To do: Please copy exactly the lines from the first in the records through the line that contains "Task: point out every instance of the beige", but not the pictures.

======== Entries provided ========

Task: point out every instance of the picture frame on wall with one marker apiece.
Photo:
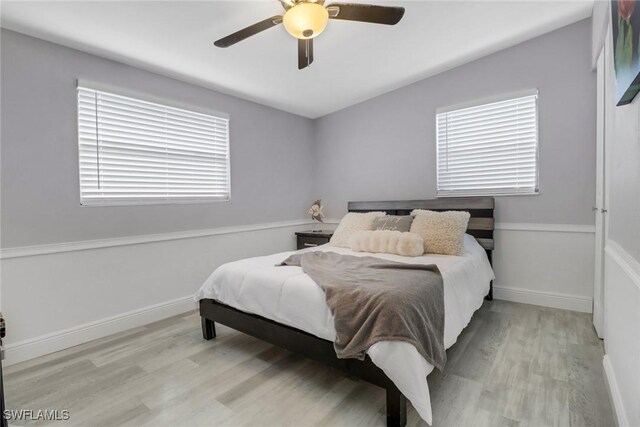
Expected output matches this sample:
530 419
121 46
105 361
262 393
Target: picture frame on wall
625 17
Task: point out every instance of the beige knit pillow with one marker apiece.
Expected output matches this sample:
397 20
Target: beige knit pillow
387 241
351 223
442 232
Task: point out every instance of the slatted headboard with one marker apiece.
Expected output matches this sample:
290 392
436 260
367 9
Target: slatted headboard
481 209
480 226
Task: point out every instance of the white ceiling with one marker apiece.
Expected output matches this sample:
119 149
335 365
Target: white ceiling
353 61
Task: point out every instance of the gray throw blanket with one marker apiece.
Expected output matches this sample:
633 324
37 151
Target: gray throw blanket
376 300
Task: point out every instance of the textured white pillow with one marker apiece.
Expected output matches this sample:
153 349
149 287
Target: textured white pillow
443 232
351 223
387 241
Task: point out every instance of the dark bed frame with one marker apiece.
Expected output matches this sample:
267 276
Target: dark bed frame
481 226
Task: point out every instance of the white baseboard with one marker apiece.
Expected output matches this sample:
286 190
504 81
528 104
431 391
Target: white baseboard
546 299
59 340
614 393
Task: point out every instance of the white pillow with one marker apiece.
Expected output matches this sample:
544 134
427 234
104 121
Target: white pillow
387 241
351 223
442 232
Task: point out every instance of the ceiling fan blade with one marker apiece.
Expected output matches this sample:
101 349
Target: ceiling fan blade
305 53
251 30
366 13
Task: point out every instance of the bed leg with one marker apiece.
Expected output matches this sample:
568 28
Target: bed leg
489 296
208 329
396 408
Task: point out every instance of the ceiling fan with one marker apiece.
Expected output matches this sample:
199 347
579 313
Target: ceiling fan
306 19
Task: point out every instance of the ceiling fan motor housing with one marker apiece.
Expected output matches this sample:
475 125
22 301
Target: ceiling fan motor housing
305 20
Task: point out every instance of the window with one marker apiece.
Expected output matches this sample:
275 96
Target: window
489 149
137 152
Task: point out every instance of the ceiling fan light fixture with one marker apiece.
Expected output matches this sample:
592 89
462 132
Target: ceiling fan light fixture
305 20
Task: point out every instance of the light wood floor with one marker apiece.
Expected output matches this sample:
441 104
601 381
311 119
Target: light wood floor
514 365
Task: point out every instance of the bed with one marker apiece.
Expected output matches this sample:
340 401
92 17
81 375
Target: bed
285 307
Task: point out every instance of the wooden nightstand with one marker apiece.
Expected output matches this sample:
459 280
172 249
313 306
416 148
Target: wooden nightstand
308 239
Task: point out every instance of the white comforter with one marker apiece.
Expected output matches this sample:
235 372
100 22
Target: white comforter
288 296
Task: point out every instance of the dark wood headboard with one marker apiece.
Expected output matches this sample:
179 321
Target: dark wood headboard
480 226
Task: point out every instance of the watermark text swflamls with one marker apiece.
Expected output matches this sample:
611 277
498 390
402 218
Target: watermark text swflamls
36 415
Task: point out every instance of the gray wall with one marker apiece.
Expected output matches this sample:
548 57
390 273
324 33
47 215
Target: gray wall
271 152
384 148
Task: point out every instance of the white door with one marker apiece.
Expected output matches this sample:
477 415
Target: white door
599 205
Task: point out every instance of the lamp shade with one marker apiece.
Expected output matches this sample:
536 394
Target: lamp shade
305 20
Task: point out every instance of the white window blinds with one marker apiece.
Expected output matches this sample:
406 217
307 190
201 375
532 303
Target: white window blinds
489 149
135 152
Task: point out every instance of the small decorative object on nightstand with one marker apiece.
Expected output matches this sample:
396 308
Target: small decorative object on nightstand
309 239
316 212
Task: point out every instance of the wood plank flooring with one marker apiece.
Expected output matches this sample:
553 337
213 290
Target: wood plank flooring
514 365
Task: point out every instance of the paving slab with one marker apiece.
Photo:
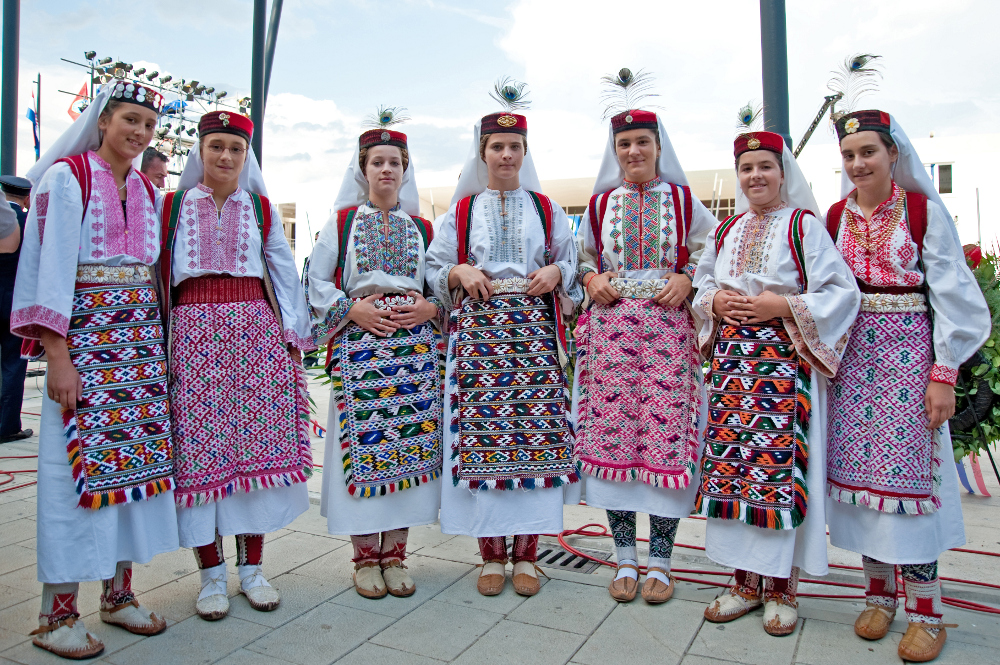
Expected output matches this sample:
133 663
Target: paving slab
431 576
322 635
638 631
574 608
513 642
437 630
744 641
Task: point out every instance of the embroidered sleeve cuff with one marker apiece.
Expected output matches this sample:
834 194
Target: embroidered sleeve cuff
29 322
943 374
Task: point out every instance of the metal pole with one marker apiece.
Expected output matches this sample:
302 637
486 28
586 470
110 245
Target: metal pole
257 77
272 38
8 98
774 66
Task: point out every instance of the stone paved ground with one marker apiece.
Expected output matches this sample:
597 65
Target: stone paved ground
572 620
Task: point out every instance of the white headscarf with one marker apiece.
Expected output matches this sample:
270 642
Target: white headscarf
354 188
251 179
795 191
82 135
909 172
668 167
475 176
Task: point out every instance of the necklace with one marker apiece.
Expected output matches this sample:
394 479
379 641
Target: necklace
863 236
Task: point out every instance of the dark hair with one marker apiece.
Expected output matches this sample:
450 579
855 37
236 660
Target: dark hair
149 155
486 137
363 157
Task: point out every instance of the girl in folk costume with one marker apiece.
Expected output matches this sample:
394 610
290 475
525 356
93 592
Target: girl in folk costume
775 303
638 398
505 261
85 288
365 289
238 325
893 490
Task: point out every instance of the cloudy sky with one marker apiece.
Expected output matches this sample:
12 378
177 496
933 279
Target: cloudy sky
337 60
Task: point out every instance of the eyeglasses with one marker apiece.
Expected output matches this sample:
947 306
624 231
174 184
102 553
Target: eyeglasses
219 149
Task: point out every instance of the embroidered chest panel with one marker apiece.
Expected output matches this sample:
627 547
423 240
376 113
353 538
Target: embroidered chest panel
217 242
386 242
643 231
114 232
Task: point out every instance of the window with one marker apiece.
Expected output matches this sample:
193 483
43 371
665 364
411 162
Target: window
944 179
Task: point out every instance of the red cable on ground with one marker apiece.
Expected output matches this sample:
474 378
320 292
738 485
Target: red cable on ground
601 531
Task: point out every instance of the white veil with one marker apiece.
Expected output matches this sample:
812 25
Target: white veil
475 176
668 167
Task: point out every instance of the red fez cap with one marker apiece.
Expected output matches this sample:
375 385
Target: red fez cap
634 119
862 121
225 122
375 137
504 123
758 141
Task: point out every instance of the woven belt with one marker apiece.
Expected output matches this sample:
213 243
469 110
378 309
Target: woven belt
883 303
219 289
637 289
95 273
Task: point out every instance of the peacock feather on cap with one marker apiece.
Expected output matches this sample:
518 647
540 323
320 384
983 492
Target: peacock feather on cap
387 116
856 77
625 90
511 94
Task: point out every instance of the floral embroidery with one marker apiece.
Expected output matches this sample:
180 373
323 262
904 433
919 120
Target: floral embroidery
892 263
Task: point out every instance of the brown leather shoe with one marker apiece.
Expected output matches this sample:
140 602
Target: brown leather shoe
874 622
654 591
624 589
525 578
919 646
491 578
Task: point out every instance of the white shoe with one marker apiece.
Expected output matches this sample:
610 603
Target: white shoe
262 596
213 601
68 638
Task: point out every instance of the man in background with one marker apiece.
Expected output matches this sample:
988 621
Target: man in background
13 368
154 167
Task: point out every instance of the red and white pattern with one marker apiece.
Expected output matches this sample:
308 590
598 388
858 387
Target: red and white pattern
880 449
239 403
892 263
639 393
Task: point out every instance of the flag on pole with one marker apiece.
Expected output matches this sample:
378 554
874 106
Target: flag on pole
79 103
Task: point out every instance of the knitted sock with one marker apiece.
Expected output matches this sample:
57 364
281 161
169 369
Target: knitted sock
662 531
746 584
783 588
493 549
525 548
880 583
393 546
249 549
118 589
622 524
923 594
210 556
58 603
365 548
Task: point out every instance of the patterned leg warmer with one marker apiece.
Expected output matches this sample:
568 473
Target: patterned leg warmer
880 583
622 524
118 589
393 546
58 603
783 588
366 549
493 549
525 548
249 549
662 531
923 594
210 556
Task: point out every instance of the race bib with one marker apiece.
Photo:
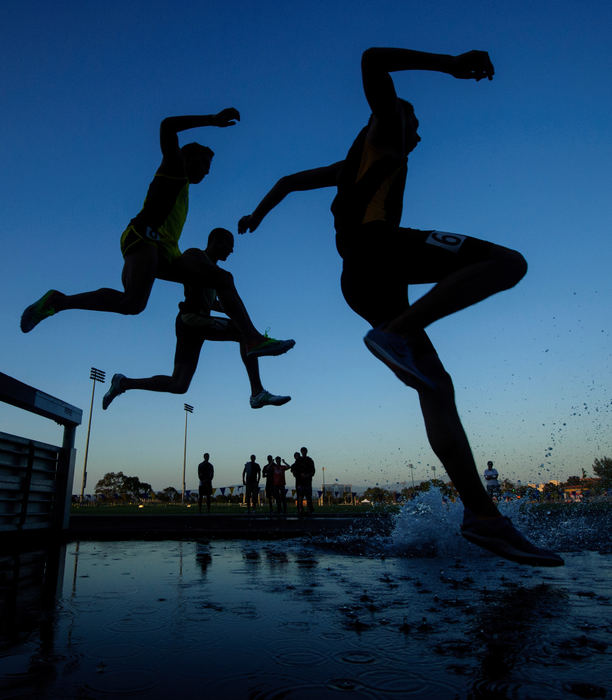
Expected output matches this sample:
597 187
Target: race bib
443 239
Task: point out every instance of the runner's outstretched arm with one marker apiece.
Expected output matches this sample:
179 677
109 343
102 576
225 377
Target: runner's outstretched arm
170 126
377 63
304 180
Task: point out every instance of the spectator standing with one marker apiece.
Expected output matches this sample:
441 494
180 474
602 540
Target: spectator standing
251 474
491 481
280 486
305 470
268 475
206 473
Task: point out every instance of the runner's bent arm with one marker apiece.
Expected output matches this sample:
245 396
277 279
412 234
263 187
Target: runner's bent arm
304 180
170 126
377 63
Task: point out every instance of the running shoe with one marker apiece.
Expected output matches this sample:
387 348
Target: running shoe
114 391
395 351
499 536
270 346
38 311
265 398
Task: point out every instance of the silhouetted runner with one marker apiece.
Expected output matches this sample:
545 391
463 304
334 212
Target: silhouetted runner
150 242
194 324
380 260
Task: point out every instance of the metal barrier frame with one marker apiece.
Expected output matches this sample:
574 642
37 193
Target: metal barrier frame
16 393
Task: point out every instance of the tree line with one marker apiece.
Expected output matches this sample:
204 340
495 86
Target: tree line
117 486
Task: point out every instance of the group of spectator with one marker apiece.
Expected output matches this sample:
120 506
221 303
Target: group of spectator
302 469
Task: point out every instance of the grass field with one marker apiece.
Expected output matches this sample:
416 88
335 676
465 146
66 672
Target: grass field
218 509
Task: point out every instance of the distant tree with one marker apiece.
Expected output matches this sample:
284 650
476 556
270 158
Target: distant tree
603 469
168 494
114 484
378 495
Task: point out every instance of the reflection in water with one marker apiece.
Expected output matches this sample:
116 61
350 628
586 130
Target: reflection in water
285 619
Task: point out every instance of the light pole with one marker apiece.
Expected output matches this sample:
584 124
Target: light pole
188 409
411 467
323 494
98 376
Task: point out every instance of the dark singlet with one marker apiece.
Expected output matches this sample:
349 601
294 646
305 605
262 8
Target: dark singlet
370 187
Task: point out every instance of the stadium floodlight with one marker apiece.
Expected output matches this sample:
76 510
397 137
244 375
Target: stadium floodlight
97 375
188 409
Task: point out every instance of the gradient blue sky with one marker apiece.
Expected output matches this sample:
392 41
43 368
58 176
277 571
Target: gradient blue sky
523 160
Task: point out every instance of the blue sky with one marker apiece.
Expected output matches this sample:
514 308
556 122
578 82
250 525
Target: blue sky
523 161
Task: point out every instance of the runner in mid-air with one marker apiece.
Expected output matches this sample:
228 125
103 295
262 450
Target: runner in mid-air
194 324
380 260
150 242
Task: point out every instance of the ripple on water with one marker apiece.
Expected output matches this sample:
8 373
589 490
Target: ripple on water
301 657
405 684
111 651
355 657
123 683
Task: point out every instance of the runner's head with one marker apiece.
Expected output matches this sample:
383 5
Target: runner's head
220 244
411 124
197 161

========

The completed task:
Task: point out every instance of the picture frame on wall with one marker apiece.
Photo:
Expected output matches this sample:
530 419
121 46
105 361
262 393
Target: picture frame on wall
625 17
Task: point out every instance of the beige knit pillow with one marker apiece.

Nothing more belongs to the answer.